— Start of Data to use —

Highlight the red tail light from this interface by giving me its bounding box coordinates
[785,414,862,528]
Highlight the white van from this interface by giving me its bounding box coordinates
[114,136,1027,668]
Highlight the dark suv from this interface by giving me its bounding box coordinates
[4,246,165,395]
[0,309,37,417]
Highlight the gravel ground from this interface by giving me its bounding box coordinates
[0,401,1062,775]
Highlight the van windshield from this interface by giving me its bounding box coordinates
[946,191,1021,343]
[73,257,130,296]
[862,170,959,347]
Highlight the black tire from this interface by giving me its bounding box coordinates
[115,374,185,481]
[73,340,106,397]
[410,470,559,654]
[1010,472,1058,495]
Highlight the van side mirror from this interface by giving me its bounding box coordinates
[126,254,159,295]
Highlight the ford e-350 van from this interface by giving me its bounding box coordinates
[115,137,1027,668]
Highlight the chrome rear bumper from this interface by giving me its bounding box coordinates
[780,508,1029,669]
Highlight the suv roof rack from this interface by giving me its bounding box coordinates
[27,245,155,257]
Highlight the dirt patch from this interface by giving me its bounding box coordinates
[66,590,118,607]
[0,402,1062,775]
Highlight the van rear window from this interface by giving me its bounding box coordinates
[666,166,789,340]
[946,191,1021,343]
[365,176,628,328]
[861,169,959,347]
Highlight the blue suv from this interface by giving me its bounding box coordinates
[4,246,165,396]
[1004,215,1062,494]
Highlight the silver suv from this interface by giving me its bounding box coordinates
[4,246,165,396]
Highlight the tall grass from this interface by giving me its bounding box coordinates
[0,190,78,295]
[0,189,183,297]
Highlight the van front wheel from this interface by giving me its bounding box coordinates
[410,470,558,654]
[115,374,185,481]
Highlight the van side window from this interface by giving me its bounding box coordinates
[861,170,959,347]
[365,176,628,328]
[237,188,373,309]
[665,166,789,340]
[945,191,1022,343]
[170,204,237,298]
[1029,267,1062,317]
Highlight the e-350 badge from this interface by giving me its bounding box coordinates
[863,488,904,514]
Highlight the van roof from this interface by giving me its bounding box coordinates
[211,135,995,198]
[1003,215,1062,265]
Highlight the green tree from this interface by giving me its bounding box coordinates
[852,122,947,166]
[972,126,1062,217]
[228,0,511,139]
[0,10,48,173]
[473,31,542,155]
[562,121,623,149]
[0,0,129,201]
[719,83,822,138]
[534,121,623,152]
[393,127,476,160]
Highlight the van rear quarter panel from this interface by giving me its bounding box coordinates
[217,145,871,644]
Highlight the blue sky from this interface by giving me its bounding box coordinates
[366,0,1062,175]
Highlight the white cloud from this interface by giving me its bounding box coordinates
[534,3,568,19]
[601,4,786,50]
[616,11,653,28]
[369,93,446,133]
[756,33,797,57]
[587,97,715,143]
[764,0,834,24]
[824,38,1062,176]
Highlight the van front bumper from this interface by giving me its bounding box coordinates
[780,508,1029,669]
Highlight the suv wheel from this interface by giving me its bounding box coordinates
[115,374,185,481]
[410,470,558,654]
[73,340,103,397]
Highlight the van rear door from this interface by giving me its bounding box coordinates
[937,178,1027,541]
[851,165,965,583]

— End of Data to use —
— Start of Data to use —

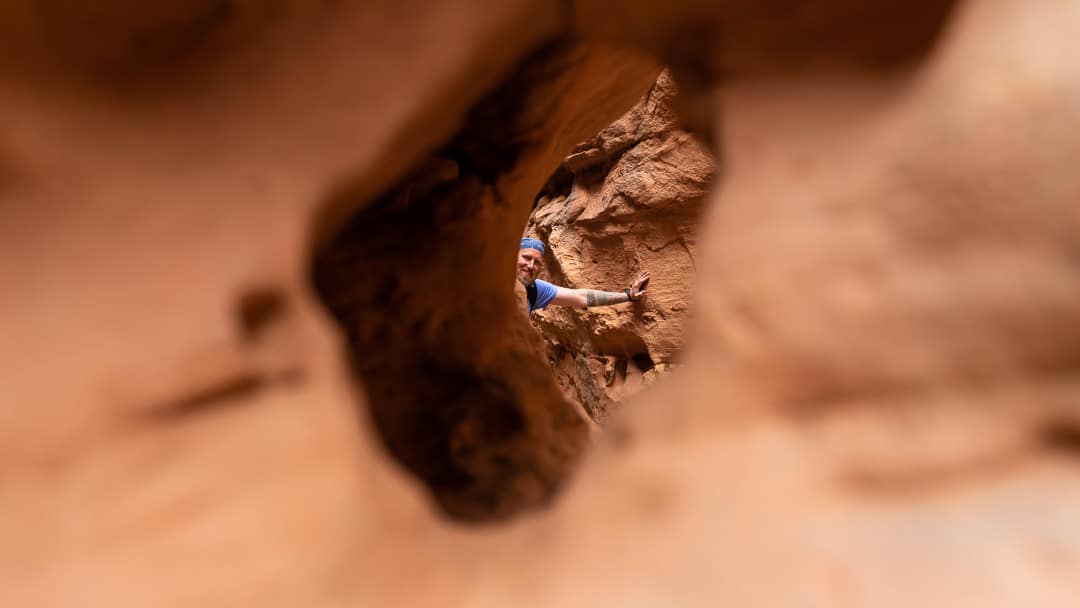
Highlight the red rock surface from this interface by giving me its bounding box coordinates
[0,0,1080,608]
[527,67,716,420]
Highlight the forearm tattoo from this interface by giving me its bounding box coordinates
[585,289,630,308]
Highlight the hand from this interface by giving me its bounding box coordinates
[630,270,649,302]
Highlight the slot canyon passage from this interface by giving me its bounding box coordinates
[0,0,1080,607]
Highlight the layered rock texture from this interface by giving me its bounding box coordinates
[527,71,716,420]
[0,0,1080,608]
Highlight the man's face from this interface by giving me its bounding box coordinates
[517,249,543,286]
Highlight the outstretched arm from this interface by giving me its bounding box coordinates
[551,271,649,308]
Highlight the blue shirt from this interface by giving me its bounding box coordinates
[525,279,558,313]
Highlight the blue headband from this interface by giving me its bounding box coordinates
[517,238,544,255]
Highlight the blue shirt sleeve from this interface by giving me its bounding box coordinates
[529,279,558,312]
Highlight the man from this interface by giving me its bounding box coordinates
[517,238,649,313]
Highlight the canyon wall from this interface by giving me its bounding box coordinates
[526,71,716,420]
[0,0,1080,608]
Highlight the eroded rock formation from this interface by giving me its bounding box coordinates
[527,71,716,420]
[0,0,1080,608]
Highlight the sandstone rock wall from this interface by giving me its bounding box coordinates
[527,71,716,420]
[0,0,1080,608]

— End of Data to use —
— Start of Data to use —

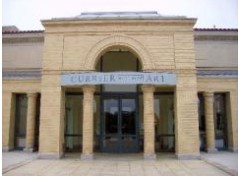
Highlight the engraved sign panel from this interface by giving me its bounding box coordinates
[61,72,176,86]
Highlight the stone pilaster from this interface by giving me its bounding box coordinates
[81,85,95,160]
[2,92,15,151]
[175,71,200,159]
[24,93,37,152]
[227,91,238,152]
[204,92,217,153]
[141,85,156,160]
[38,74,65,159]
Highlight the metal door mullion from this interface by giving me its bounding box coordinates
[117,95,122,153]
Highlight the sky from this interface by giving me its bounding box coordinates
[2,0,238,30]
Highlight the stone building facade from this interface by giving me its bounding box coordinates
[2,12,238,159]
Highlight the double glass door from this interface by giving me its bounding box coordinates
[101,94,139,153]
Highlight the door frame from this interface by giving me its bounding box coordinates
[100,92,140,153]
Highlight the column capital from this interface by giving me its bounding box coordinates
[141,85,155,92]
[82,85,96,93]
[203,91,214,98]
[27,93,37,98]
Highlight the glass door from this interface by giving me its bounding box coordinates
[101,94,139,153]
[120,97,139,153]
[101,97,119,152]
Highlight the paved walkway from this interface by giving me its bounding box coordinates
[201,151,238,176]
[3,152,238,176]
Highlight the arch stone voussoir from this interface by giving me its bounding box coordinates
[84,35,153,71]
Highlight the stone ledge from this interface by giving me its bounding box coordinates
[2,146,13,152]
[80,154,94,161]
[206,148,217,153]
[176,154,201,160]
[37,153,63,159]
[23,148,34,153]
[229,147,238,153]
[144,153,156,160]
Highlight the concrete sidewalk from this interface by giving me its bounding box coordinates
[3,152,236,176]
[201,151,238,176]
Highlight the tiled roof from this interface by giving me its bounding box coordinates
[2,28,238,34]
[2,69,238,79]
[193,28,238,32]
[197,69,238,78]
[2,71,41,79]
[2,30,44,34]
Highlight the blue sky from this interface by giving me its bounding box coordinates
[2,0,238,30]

— End of Data to use —

Reproduce verbatim the lines of the listing from the line containing "Highlight the van rear quarter" through the line containing "[366,0,1062,175]", including both.

- **Problem solution**:
Highlight the van rear quarter panel from this interface by giving me its bounding box coordinates
[217,145,871,644]
Highlight the blue sky from this interface by giving me its bounding box coordinates
[366,0,1062,175]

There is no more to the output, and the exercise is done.